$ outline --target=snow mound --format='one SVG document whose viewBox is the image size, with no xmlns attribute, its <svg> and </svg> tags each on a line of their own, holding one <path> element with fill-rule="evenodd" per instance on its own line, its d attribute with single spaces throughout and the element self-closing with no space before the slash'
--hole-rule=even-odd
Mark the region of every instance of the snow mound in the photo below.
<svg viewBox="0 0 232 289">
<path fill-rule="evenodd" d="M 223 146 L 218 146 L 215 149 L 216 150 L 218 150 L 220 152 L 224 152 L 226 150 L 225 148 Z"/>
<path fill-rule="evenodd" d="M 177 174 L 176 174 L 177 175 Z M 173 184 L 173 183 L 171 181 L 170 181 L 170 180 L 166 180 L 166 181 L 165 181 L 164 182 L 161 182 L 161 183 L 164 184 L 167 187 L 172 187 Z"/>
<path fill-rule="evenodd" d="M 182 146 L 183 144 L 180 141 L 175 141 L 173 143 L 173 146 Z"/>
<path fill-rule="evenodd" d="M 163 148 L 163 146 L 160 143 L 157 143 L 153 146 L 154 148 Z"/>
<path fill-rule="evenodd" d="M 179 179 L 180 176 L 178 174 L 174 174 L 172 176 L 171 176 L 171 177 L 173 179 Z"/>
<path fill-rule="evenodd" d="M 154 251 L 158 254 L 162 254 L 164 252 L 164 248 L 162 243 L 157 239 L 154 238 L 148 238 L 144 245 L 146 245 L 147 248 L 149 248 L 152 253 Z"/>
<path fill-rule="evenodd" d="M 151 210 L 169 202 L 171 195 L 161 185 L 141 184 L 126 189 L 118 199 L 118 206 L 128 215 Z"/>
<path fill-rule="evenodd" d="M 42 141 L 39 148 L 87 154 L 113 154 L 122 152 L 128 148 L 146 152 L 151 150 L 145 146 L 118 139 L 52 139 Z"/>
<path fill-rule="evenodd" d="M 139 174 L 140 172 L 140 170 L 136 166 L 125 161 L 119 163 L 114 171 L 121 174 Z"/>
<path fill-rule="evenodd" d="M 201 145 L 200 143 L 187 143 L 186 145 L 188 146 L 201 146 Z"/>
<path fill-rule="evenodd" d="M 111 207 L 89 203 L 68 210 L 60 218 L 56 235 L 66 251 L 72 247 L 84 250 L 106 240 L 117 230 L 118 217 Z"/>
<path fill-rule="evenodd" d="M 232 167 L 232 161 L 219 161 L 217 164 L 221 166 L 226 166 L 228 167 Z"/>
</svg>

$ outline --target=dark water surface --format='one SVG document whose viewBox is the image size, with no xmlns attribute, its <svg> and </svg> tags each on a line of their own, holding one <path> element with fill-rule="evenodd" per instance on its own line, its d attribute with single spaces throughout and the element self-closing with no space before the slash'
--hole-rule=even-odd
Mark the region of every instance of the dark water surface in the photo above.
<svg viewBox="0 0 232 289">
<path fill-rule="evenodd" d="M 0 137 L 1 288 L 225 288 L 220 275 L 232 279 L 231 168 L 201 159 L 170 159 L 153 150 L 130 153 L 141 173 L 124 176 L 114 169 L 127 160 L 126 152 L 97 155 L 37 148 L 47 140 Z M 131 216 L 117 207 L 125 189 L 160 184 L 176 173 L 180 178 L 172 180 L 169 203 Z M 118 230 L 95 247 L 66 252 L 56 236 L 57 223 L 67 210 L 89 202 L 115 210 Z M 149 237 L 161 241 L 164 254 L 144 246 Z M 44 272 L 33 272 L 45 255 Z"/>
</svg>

++++++

■ Description of the task: Return every line verbatim, starting at the first line of the rows and ending with the line containing "42 141 L 39". Include both of these lines.

■ Correct output:
$ outline --target=snow mound --format='one SVG document whose viewBox is the image size, with no xmlns attribute, its <svg> and </svg> tags each on a line of their own, holding one <path> element with fill-rule="evenodd" per instance on its own line, its d attribute with single spaces throughout and the element self-closing with no space before the slash'
--hole-rule=even-odd
Mark the region of every instance of the snow mound in the photo below.
<svg viewBox="0 0 232 289">
<path fill-rule="evenodd" d="M 223 146 L 218 146 L 215 149 L 216 150 L 218 150 L 220 152 L 224 152 L 226 150 L 225 148 Z"/>
<path fill-rule="evenodd" d="M 177 174 L 176 174 L 177 175 Z M 173 184 L 173 183 L 171 181 L 170 181 L 170 180 L 166 180 L 166 181 L 165 181 L 164 182 L 161 182 L 161 183 L 164 184 L 167 187 L 172 187 Z"/>
<path fill-rule="evenodd" d="M 182 146 L 183 144 L 180 141 L 175 141 L 173 143 L 173 146 Z"/>
<path fill-rule="evenodd" d="M 163 148 L 163 146 L 160 143 L 157 143 L 153 146 L 154 148 Z"/>
<path fill-rule="evenodd" d="M 179 179 L 180 176 L 178 174 L 174 174 L 172 176 L 171 176 L 171 177 L 173 179 Z"/>
<path fill-rule="evenodd" d="M 154 251 L 158 254 L 162 254 L 164 252 L 164 248 L 162 243 L 157 239 L 154 238 L 148 238 L 144 245 L 146 245 L 147 248 L 149 248 L 152 253 Z"/>
<path fill-rule="evenodd" d="M 151 210 L 169 202 L 171 195 L 161 185 L 141 184 L 126 189 L 118 199 L 118 206 L 128 215 Z"/>
<path fill-rule="evenodd" d="M 42 141 L 39 148 L 87 154 L 113 154 L 122 152 L 128 148 L 146 152 L 151 150 L 145 146 L 118 139 L 52 139 Z"/>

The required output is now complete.